EXERCISE BRIEF> Rewrite each of the entries below with "object localization system" changed to "object detection system" and everything else left as it is. Omit the pictures from your version.

-------

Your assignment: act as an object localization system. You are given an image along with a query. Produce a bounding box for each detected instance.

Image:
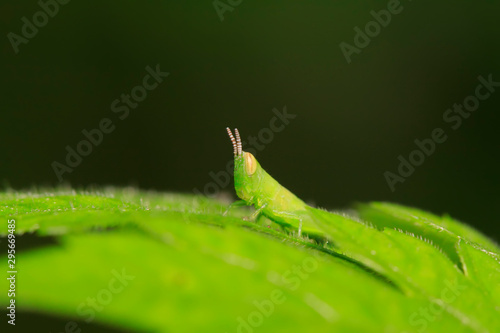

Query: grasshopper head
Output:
[226,127,261,203]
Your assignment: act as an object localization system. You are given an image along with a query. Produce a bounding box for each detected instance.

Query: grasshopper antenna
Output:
[234,128,243,156]
[226,127,238,156]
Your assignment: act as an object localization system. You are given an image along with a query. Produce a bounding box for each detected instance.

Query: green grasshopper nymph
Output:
[226,127,320,237]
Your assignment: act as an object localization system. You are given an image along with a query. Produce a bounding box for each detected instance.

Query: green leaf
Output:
[0,189,500,333]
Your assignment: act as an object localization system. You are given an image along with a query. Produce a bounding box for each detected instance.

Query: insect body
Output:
[227,128,317,236]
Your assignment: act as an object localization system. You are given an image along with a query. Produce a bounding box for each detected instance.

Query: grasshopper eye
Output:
[245,153,257,176]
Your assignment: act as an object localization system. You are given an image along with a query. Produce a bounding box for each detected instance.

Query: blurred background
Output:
[0,0,500,241]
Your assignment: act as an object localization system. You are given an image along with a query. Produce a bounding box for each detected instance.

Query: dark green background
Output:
[0,0,500,240]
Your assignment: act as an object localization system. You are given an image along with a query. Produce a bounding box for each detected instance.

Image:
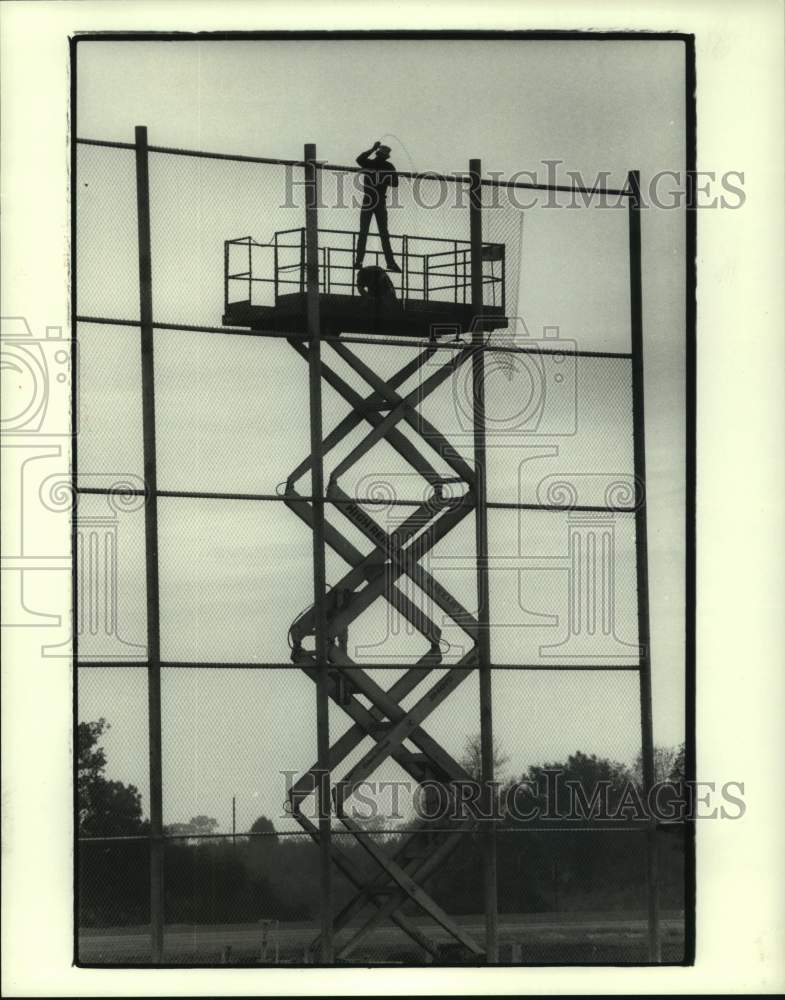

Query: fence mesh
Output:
[75,137,684,965]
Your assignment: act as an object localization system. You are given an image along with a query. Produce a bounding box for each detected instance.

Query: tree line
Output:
[77,719,684,927]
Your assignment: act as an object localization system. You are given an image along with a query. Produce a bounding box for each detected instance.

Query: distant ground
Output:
[79,912,684,965]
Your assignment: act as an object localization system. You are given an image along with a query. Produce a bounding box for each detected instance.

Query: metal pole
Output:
[135,125,164,963]
[469,160,499,964]
[304,143,333,964]
[627,170,662,962]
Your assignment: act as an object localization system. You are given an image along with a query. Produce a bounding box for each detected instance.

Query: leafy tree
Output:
[459,733,510,781]
[76,718,149,837]
[250,816,278,844]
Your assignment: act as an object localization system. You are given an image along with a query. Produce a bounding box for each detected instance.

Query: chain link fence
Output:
[74,141,684,965]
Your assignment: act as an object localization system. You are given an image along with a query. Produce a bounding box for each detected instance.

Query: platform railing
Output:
[224,228,506,314]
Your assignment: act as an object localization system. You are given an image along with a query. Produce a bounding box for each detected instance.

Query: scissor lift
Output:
[224,223,507,961]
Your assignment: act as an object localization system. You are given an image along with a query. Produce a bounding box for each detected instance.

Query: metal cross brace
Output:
[284,339,490,958]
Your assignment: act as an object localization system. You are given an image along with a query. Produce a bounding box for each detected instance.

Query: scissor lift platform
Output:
[223,229,508,338]
[223,292,507,337]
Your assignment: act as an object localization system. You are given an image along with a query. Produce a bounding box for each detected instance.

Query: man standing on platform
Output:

-------

FINAL RESULT>
Your assignment: act as an object detection system. You are given an image along with a query. Produce a bounding box for each detected instance.

Image:

Query: grasshopper head
Output:
[226,127,261,203]
Your assignment: act as an object detection system. You are given an image along with a query. Produce a bounding box for each detected instance.

Query: grasshopper antenna
Output:
[234,128,243,156]
[226,127,238,156]
Your assignment: act as an object detection system. You are given an image along with a query. Produce a bounding box for each detected instance.

Query: green grasshopper nymph
Output:
[226,127,320,237]
Your assignment: act as an object detection system. You are given an image along with a query. Produce a bounding box for each detected instance.

Query: green leaf
Output:
[0,189,500,333]
Your assignment: act as an object detection system. You are given an image along with a query. Produce a bounding box for each detected instance.

Query: insect body
Output:
[227,128,317,236]
Your assignment: act as an object detection system. You are given an image along with a query. Produce a bounding box for each detected instance.

Query: grasshopper eye
Output:
[245,153,257,176]
Your assignment: act as an object detection system. You are given an image along with a query. Produce a bounding box for each detected instance.

Query: blurred background
Output:
[0,0,500,241]
Your assignment: act as an object detection system. You are given an image along with a query. Produce a bounding box for each detected instance.

Query: dark green background
Output:
[0,0,500,240]
Your assignment: act as an object detection system. You are given an image along with a query. Produce a bounding box for each detected instance.

Image:

Query: fence mesh
Output:
[75,137,684,965]
Your assignment: act as an object detection system. You are given an image along with a query. Produce a bounding box for each detected instance.

Query: tree line
Output:
[77,719,684,927]
Your assignment: act as an object detection system. You are given an image along with a query. Produce a bounding box for each detected instance.

Query: distant ground
Output:
[79,912,684,965]
Your assignment: act as an object detection system. You are given an image along with a query. Produce a bounding box for each detected instance.

Query: metal pole
Output:
[135,125,164,963]
[469,160,499,964]
[304,143,333,964]
[627,170,662,962]
Your assignment: act as an object detection system. You are given an image along with a query. Produce a bounding box for each detected instance.

Query: leafy tree
Output:
[459,733,510,781]
[76,718,149,837]
[250,816,278,844]
Your assignment: act as an object detection system. You are given an image along with a query. Produce a bounding box for each detected instance.

Query: chain link fence
Output:
[74,141,684,965]
Your assignment: act as an object detection system. You are given an image along with a query. Produce a bounding box for each detected instance.

Query: platform railing
Output:
[224,228,506,314]
Your assignment: act as an object detection system. You are given an image along with a query. Produce a bounding box for each detected instance.

Query: scissor lift
Output:
[224,223,507,961]
Your assignment: act as an object detection system. You are given an image along with a query. Produce a bounding box for each detected instance.

Query: metal cross brace
Output:
[284,339,490,958]
Your assignment: act as an object detection system. You are given an image along with a query. Produce a bounding box for each detected instance.

Query: scissor lift platform
Output:
[223,229,508,338]
[223,292,507,337]
Your assignment: act as an object detection system. You are given an image along with a query. Produce a bounding box for each detected instance.

Query: man standing on platform
Output:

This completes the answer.